> _Set problem_: Copy the lines from the start of the listing through the line containing "pixel 41 1082", including that line, and swap "house style" for "standard format" wherever it appears, changing nothing else.

Data listing
^^^^^^^^

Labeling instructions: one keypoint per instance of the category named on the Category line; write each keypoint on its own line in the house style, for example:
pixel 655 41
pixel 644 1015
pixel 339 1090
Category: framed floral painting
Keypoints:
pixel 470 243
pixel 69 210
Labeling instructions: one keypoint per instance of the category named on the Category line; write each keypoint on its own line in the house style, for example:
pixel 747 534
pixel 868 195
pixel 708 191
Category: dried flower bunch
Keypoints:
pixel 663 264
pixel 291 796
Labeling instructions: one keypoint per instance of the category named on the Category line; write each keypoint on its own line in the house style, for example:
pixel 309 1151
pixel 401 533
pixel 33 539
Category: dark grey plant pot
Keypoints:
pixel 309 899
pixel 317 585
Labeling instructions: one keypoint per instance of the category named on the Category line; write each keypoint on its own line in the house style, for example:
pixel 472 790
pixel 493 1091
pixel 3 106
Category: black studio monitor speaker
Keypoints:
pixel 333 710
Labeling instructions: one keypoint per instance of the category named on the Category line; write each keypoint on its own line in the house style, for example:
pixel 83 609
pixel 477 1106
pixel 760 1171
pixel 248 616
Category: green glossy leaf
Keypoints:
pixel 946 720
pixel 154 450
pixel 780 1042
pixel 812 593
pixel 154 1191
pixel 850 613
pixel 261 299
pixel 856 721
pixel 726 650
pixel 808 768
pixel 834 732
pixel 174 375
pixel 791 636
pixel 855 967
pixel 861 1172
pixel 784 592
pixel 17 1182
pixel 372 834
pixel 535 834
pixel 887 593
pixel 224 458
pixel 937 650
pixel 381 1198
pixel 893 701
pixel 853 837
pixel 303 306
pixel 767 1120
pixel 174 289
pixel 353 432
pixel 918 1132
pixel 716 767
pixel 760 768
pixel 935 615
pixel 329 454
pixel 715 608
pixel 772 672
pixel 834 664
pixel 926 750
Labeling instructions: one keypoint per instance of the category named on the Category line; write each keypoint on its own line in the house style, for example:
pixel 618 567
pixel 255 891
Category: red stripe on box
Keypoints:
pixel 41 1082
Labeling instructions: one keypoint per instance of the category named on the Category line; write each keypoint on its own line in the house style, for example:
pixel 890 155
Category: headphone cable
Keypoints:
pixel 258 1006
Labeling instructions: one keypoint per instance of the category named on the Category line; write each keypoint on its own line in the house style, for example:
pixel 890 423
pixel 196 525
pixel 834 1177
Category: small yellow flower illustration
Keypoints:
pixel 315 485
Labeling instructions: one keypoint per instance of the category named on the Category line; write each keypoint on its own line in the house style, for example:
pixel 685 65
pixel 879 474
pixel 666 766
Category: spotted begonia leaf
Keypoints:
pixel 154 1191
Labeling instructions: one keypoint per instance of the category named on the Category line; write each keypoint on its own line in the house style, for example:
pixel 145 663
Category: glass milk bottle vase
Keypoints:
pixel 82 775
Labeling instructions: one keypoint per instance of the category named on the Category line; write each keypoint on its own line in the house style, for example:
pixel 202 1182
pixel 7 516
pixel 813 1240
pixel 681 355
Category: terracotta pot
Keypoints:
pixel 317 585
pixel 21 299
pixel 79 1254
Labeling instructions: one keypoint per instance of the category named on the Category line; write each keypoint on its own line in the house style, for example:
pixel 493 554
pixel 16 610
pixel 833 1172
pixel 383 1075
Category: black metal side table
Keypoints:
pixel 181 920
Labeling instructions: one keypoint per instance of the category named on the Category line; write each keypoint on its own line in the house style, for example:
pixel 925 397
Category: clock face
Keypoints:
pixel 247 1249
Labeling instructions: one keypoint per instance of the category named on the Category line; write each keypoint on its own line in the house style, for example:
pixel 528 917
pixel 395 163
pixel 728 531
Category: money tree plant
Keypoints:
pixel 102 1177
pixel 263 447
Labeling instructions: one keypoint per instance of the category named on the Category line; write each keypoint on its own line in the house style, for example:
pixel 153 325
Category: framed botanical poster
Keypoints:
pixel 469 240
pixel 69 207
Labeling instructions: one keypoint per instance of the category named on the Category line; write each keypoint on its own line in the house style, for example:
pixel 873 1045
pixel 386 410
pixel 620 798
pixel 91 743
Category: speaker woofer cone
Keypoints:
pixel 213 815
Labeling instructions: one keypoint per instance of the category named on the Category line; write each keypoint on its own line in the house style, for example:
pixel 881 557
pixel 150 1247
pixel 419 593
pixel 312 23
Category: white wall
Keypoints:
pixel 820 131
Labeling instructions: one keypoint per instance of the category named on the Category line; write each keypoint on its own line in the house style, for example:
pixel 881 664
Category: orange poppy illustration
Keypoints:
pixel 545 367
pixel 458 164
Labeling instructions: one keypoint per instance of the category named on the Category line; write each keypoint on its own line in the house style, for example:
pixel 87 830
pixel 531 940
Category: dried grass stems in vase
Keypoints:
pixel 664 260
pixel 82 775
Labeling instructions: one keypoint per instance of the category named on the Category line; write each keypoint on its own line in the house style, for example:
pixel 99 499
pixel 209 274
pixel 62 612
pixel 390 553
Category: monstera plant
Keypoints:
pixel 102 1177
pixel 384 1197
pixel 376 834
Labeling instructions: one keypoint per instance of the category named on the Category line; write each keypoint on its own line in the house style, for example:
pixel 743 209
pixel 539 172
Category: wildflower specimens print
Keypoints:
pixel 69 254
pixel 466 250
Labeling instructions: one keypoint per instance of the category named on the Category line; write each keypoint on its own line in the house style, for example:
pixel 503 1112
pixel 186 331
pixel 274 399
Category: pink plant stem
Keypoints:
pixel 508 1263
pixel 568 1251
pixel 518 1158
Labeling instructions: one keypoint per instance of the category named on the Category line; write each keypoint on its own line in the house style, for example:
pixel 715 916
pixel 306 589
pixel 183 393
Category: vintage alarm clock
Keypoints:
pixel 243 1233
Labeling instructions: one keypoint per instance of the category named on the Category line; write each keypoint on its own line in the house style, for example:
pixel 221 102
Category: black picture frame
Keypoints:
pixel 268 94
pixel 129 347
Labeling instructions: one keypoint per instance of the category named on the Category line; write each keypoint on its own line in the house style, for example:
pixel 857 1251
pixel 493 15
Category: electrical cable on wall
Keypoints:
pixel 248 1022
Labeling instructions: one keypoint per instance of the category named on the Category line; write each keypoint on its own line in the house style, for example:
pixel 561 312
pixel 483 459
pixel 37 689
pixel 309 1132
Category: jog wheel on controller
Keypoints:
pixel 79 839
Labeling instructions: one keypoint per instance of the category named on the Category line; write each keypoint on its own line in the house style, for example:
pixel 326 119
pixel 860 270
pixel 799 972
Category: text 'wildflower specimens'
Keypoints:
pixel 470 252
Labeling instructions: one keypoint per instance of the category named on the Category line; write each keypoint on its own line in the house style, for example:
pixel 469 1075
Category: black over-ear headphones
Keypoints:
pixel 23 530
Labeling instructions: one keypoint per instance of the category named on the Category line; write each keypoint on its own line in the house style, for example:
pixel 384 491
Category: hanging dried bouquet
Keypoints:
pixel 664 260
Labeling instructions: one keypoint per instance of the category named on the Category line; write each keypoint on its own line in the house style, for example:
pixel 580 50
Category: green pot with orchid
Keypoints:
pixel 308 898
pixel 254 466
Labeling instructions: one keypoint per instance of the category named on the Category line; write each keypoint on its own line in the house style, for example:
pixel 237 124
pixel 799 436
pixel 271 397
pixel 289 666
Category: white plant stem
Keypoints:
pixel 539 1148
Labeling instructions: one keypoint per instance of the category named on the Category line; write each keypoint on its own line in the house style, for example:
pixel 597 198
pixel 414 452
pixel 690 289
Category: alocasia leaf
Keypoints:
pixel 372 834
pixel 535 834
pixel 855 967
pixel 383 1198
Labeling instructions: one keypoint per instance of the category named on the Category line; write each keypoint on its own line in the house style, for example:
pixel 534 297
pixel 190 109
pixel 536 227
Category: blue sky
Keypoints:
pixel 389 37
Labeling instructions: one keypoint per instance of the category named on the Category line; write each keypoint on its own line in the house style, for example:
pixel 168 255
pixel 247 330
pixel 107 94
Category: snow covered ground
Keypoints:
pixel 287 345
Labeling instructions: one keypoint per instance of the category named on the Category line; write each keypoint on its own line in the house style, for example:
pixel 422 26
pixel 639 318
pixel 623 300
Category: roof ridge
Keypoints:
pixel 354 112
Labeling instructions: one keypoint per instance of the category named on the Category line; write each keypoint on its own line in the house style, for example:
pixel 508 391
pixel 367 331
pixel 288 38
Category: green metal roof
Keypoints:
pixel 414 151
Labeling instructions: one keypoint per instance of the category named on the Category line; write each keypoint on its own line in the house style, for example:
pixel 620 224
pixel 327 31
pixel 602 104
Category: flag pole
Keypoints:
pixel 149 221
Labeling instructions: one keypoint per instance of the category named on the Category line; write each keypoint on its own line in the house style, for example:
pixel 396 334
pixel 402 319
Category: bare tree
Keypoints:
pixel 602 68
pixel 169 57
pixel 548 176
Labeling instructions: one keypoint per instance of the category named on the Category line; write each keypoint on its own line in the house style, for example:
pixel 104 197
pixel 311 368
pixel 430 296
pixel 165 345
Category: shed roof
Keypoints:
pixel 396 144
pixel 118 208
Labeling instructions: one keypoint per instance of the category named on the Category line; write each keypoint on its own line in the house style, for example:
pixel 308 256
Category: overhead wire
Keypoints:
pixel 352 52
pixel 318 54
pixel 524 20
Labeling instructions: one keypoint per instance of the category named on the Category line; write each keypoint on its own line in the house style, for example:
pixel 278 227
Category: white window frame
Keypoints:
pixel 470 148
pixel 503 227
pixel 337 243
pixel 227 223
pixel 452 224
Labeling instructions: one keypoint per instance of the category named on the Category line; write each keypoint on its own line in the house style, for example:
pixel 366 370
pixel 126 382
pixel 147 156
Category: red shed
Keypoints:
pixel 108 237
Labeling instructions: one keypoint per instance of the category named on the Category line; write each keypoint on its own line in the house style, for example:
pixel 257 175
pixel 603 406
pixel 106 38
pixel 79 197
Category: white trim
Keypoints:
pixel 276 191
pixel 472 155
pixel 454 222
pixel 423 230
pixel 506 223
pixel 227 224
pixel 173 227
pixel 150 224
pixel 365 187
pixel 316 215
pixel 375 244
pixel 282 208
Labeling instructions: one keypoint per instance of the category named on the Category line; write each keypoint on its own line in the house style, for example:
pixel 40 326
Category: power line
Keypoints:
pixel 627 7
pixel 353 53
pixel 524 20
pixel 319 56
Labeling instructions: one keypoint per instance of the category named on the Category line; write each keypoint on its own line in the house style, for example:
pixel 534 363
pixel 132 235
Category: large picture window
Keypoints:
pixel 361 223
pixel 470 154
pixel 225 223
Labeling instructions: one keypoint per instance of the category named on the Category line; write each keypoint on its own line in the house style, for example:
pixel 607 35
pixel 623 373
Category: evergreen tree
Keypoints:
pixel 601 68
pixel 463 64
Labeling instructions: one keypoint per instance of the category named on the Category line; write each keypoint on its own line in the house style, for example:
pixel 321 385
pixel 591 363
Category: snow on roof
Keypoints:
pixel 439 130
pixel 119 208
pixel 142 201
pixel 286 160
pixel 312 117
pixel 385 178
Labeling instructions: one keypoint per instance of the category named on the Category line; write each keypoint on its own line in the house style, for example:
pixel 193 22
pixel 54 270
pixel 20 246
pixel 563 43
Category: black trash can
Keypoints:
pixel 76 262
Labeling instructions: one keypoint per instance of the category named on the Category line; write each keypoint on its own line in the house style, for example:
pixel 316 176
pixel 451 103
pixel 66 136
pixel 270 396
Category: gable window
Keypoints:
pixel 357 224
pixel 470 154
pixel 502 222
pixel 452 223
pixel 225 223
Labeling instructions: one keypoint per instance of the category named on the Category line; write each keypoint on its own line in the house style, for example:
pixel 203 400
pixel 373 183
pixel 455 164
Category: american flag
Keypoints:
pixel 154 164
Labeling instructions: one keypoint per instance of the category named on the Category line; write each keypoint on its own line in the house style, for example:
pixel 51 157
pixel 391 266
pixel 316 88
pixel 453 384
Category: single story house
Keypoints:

^^^^^^^^

> _Solution to the exercise_:
Labeling instructions: one keypoint per instance of the category named on the Category line; write each keypoint on its own line in the standard format, for example:
pixel 655 41
pixel 644 1015
pixel 339 1090
Category: framed floral painting
Keypoints:
pixel 470 243
pixel 69 210
Labeling instructions: one keypoint per instance of the category named on the Category line; write each keypoint on its own line in the standard format, for example:
pixel 747 534
pixel 868 195
pixel 708 191
Category: dried flower bunch
Keypoints:
pixel 663 264
pixel 291 796
Labeling instructions: one keypoint per instance of the category named on the Category line; write each keypoint on its own line in the standard format, for example:
pixel 309 1151
pixel 401 533
pixel 33 539
Category: dark grey plant pot
Keypoints:
pixel 309 899
pixel 317 585
Labeling instructions: one keypoint per instance of the category named on the Category line; write each keypoint on its own line in the standard format, for example:
pixel 472 790
pixel 493 1091
pixel 3 106
Category: black studio monitor speaker
Keypoints:
pixel 333 710
Labeling instructions: one keypoint per instance of the category named on the Category line; write each keypoint on its own line in the standard format, for example:
pixel 83 609
pixel 477 1106
pixel 760 1171
pixel 248 616
Category: green glossy leaf
Keypoints:
pixel 946 720
pixel 154 450
pixel 780 1042
pixel 812 593
pixel 154 1191
pixel 850 613
pixel 261 299
pixel 856 721
pixel 726 650
pixel 808 768
pixel 834 732
pixel 174 375
pixel 791 636
pixel 855 967
pixel 861 1172
pixel 784 592
pixel 17 1182
pixel 372 834
pixel 535 834
pixel 887 593
pixel 224 458
pixel 937 650
pixel 381 1198
pixel 893 701
pixel 853 837
pixel 303 306
pixel 767 1120
pixel 174 289
pixel 353 432
pixel 918 1132
pixel 716 767
pixel 760 768
pixel 935 615
pixel 329 454
pixel 715 608
pixel 772 672
pixel 834 664
pixel 926 750
Labeling instructions: one keypoint per instance of the category named on the Category line; write each keypoint on its own line in the standard format, for example:
pixel 618 567
pixel 255 891
Category: red stripe on box
Keypoints:
pixel 41 1082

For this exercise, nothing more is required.